##### Passage provided
Red Teams, Fixtures, and Tests That Load Malicious Documents

> **Working claim: ** An injection defense you have not tested with malicious inputs is a belief, not a control.

Red Teams, Fixtures, and Tests That Load Malicious Documents turns prompt-injection defense from belief into a repeatable test suite.

Key Takeaways

  • A model-only jailbreak test is not enough; end-to-end tests must exercise the same retrieval, tool, and gate paths as production.
  • The red-team corpus should cover channels, goals, concealment methods, and expected safe outcomes.
  • Attack success rate must be measured by severity, not collapsed into one flattering number.
  • Every real incident should become a permanent regression fixture.

Read this beside A Field Guide to Evals, evals that predict production, and Devlyn's AI security and red-teaming work when building CI gates.

**Working claim: ** An injection defense you have not tested with malicious inputs is a belief, not a control. Because the attack space is the unbounded semantic space and the model layer is probabilistic, you cannot prove your system safe, but you can measure its attack-success rate, assert that your deterministic boundaries hold absolutely, and regress every real attack into a permanent test. The discipline is to make adversarial input a first-class part of CI, not a one-time pre-launch ritual.

Two kinds of test, two kinds of assertion

The single most important conceptual move in testing injection defenses is to separate the two kinds of property you are testing, because they demand different assertions and different pass criteria.

The first kind is probabilistic resistance: does the model, given an attack, tend to behave safely? This is a rate, measured over a corpus of attacks, reported as a percentage, tracked over time and across model versions. You never expect it to be 100%, and you never gate a release on it being 100%, because that is unachievable (Ch. 5). You gate on it not regressing and on it staying within a budget you've decided is acceptable given your boundaries.

The second kind is deterministic containment: does a boundary hold absolutely, regardless of whether the model was fooled? Does the data ACL prevent cross-tenant reads? Does the tool gate reject the unauthorized argument? Does the egress allowlist block the exfil URL? Does the memory write gate reject the instruction-shaped memory? These are binary properties, and you do gate the release on them being 100%, because they are deterministic checks in your own code, and a failure is a real bug, not a probabilistic miss.
##########
##### Raw records
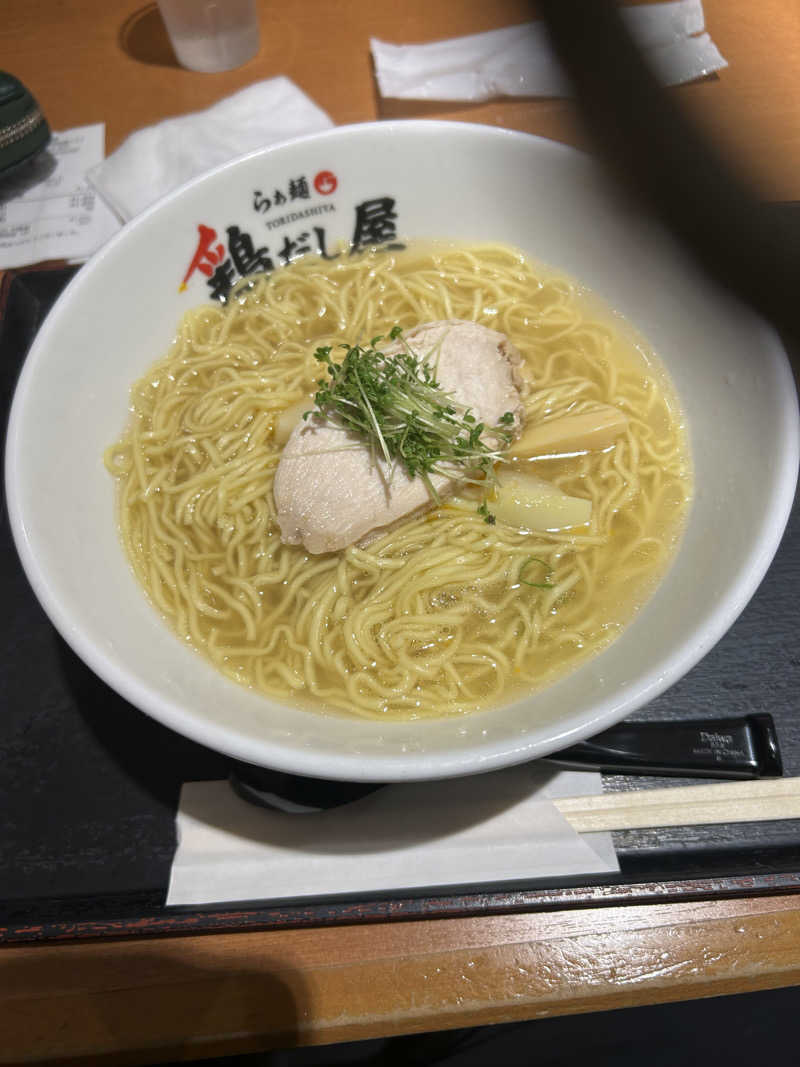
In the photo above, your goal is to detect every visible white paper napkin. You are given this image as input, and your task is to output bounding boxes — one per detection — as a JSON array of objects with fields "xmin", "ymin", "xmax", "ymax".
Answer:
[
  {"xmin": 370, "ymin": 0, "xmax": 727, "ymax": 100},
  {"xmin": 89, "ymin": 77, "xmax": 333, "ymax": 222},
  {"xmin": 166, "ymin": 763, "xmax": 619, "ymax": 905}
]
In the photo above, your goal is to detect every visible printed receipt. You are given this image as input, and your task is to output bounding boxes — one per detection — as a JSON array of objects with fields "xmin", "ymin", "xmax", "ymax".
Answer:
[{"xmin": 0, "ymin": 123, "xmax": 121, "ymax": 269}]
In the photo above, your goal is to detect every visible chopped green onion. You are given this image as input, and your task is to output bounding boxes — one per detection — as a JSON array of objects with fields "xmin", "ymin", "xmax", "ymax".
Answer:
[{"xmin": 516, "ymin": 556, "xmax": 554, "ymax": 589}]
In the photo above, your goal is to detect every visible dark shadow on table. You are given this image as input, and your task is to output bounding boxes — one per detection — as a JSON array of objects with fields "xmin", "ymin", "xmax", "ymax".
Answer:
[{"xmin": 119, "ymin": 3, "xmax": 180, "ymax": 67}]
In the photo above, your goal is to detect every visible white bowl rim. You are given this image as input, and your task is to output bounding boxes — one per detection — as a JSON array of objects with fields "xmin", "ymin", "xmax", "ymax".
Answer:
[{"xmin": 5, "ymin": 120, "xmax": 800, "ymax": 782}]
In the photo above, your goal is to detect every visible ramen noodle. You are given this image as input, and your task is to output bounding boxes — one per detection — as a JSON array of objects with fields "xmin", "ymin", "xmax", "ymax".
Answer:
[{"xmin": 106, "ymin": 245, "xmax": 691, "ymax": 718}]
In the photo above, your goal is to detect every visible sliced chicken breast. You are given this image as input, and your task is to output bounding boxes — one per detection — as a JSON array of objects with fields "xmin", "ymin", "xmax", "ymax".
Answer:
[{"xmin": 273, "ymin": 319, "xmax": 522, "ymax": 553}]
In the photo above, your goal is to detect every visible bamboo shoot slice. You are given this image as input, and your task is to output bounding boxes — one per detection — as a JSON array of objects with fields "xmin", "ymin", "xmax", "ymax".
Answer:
##########
What you need to do —
**A)** From the passage on testing injection defenses, reproduce the text starting at "The single most" and ending at "different pass criteria.".
**B)** In the passage on testing injection defenses, what should every real incident become?

Expected results —
**A)**
The single most important conceptual move in testing injection defenses is to separate the two kinds of property you are testing, because they demand different assertions and different pass criteria.

**B)** A permanent regression fixture.